(PASSAGE TO READ)

I am sorry for all your suffering .. listen to Bee . she has great advice . also i would like to add that R. C. Sproul has a great biblical teaching series on suffering on his website ligonier.org .. or John Macarthur at gty.org .. hope this helps and i will pray for you


----------



## Bee (Jun 20, 2013)

I am praying too. When someone gets hit by so many bad things at once it can just be overwhelming and it feels like you are so alone...but you are not. God is with you and will carry your burdens if you just let Him. Give it over to Him and rest a bit. Pray always, read His word and understand you are never alone when the Holy Spirit abides within your heart. Sending love your way even now...be prepared to feel it.


----------



## MamaHen (Apr 15, 2013)

I don't know much about chickens but I'm deeply sorry for your suffering. Endure to the end my friend. Life is to be enjoyed but it is also a test. A trying mixture of enjoyment and endurance. Death will find you no matter what and sometimes too much of it happens at the same time  I was orphaned at 16 and I still miss my parents but I have learned to live with a hole in my heart. I am stronger for it. 

My love of Christ and my Heavenly Father helps a lot. I know he has a beautiful plan for me despite my trials. I think it was Victor Frankle, nazi camp survivor, who said "I hope to be worthy of my sufferings." Meet those challenges and let them make you a deeper and more loving person. In case you want another link here's one more  Mormon.org


----------



## slm622 (Sep 3, 2013)

Thank you all for your advice and support.. Less than a month from now is my daughters birthday and a year from when we lost her. Bottled up emotions were pouring out,


----------



## slm622 (Sep 3, 2013)

I know our baby is in heaven with The Lord in eternal bliss, but the pain hasn't yet subsided. Thinking and talking about my daughter gives me joy of her innocent memory and of the time her daddy (me) held her for the first and final time before we laid her body to rest but not her memory and what she brought to my wife and I. Reliving the painful experience though every time I I gaze into my wife's eyes. she cries out from time to time that when asked how's the baby? She has to repeat the worst day of our lives over again and has to explain she's a mother but didn't get to bring her baby home with her.. If you pray for anyone pray for my wife, please, on top of everything we had to endure, my wife had nerve damage due to Epidural and is having chronic back pain and nerve and muscle spasms, she was off of work for months but is back full time, financially though, it put us so far behind, sometimes I just don't know what we'll do.. Thank you for the prayers and comments... God bless!


----------



## slm622 (Sep 3, 2013)

Update on my flock:

I had quarantined all my birds, removed everything within coop, cleaned out their coop and sanitized everything, fresh hay, water, food, the works. The healthy flock members returned to the coop and the hen with swollen eyes after I cleaned her face I noticed she just had irritated eyes due to sand. Swelling went down and she hasn't acted the least bit ill.

(End PASSAGE TO READ)
(DATA SHOWN)

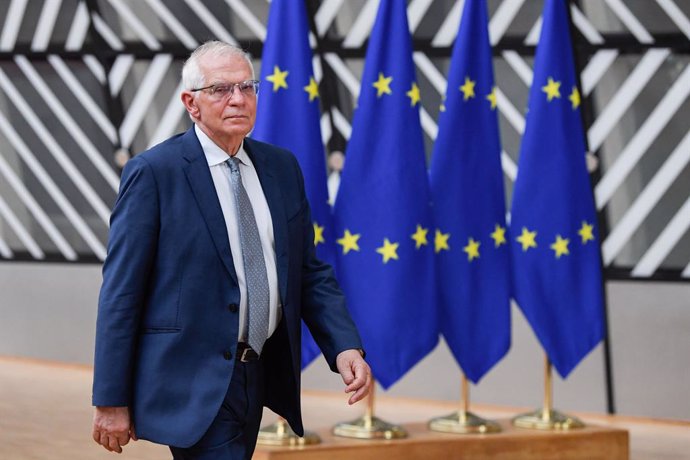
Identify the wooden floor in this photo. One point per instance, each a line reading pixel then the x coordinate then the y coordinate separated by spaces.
pixel 45 413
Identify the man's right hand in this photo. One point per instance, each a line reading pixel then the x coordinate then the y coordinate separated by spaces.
pixel 112 428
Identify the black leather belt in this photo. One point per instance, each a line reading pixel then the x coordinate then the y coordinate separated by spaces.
pixel 245 353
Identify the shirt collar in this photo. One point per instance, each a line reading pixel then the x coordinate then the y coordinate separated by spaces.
pixel 214 154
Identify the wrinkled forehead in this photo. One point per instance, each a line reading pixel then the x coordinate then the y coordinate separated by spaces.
pixel 228 67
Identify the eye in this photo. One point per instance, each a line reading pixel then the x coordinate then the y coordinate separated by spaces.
pixel 247 87
pixel 221 90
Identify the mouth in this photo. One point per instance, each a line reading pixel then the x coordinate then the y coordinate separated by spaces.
pixel 236 117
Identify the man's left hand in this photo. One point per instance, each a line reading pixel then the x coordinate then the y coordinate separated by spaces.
pixel 356 374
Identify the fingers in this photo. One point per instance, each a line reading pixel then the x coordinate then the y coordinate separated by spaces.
pixel 357 379
pixel 111 428
pixel 114 444
pixel 348 377
pixel 361 392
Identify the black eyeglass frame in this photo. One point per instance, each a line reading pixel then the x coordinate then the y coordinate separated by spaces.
pixel 254 83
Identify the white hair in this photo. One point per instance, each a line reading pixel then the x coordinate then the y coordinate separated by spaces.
pixel 193 77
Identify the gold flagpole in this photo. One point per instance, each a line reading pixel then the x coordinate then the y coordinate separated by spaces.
pixel 369 426
pixel 280 434
pixel 547 418
pixel 463 421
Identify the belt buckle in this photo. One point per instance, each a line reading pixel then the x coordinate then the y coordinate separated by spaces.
pixel 248 354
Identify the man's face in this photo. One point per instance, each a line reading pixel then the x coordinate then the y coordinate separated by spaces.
pixel 227 118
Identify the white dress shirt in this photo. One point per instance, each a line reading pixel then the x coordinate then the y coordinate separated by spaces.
pixel 220 173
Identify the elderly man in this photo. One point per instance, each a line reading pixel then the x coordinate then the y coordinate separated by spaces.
pixel 210 269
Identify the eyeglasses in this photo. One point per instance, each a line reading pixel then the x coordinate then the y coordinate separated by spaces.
pixel 221 91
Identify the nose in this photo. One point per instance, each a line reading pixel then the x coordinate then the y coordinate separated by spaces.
pixel 235 90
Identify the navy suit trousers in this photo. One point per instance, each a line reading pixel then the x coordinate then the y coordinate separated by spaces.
pixel 232 434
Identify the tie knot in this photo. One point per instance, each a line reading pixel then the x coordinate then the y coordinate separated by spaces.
pixel 233 164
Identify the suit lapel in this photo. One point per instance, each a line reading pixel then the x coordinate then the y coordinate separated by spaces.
pixel 201 182
pixel 274 198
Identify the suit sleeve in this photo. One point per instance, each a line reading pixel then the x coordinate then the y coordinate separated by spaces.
pixel 132 244
pixel 324 309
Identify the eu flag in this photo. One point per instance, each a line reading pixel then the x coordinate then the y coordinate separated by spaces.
pixel 469 205
pixel 382 211
pixel 556 255
pixel 289 116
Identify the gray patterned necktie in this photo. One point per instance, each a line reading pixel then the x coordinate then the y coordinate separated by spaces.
pixel 254 263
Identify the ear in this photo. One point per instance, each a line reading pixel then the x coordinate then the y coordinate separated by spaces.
pixel 189 102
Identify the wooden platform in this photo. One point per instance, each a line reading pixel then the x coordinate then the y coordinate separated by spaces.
pixel 45 413
pixel 591 443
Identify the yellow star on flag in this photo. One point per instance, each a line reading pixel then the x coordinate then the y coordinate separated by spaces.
pixel 441 241
pixel 318 234
pixel 499 235
pixel 419 237
pixel 472 249
pixel 527 239
pixel 413 94
pixel 388 250
pixel 552 89
pixel 575 97
pixel 586 232
pixel 349 242
pixel 278 78
pixel 467 89
pixel 560 246
pixel 312 89
pixel 383 85
pixel 492 98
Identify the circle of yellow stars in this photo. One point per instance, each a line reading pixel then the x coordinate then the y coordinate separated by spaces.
pixel 560 245
pixel 389 249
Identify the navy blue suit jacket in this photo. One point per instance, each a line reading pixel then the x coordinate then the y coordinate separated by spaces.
pixel 167 315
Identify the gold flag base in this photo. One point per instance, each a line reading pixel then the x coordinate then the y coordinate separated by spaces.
pixel 547 420
pixel 280 434
pixel 369 427
pixel 462 422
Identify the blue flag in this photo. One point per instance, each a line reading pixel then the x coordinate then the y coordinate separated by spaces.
pixel 556 255
pixel 469 205
pixel 289 116
pixel 382 212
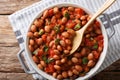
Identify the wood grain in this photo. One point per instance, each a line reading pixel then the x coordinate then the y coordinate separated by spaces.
pixel 10 68
pixel 10 6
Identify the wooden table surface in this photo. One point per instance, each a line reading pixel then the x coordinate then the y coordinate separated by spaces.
pixel 10 68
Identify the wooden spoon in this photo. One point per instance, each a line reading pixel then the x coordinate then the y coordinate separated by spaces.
pixel 79 34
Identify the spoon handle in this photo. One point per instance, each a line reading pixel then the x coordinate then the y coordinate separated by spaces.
pixel 105 6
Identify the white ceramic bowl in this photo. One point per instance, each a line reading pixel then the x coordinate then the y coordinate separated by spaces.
pixel 92 71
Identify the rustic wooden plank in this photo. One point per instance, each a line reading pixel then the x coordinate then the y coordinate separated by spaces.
pixel 107 76
pixel 15 76
pixel 10 6
pixel 7 36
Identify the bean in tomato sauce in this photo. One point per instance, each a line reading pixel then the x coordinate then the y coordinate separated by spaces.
pixel 50 42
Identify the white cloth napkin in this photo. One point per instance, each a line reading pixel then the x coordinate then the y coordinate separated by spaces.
pixel 21 19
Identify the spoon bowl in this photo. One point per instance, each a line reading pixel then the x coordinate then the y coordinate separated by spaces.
pixel 80 33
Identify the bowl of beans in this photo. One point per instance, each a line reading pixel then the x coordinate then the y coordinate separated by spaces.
pixel 49 42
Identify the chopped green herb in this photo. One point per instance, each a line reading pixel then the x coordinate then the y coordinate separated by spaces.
pixel 47 60
pixel 85 60
pixel 95 46
pixel 57 41
pixel 45 49
pixel 57 28
pixel 36 52
pixel 77 26
pixel 67 15
pixel 50 60
pixel 41 32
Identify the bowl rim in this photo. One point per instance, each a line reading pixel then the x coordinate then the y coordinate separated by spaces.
pixel 101 58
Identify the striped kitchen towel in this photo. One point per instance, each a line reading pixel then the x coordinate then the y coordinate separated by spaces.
pixel 20 21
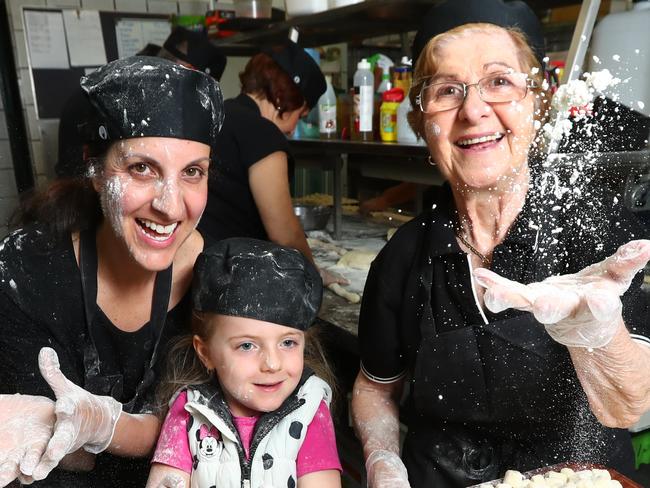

(End DATA SHOWN)

> WORK ORDER 1
In the forum thread, at what age was MamaHen orphaned?
> WORK ORDER 2
Copy the forum thread between "## Bee (Jun" and "(Apr 15, 2013)", inclusive, substituting "worries" for "burdens".
> WORK ORDER 3
List every website address mentioned in the forum thread.

> TASK ANSWER 1
16

> TASK ANSWER 2
## Bee (Jun 20, 2013)

I am praying too. When someone gets hit by so many bad things at once it can just be overwhelming and it feels like you are so alone...but you are not. God is with you and will carry your worries if you just let Him. Give it over to Him and rest a bit. Pray always, read His word and understand you are never alone when the Holy Spirit abides within your heart. Sending love your way even now...be prepared to feel it.


----------



## MamaHen (Apr 15, 2013)

> TASK ANSWER 3
ligonier.org, gty.org, Mormon.org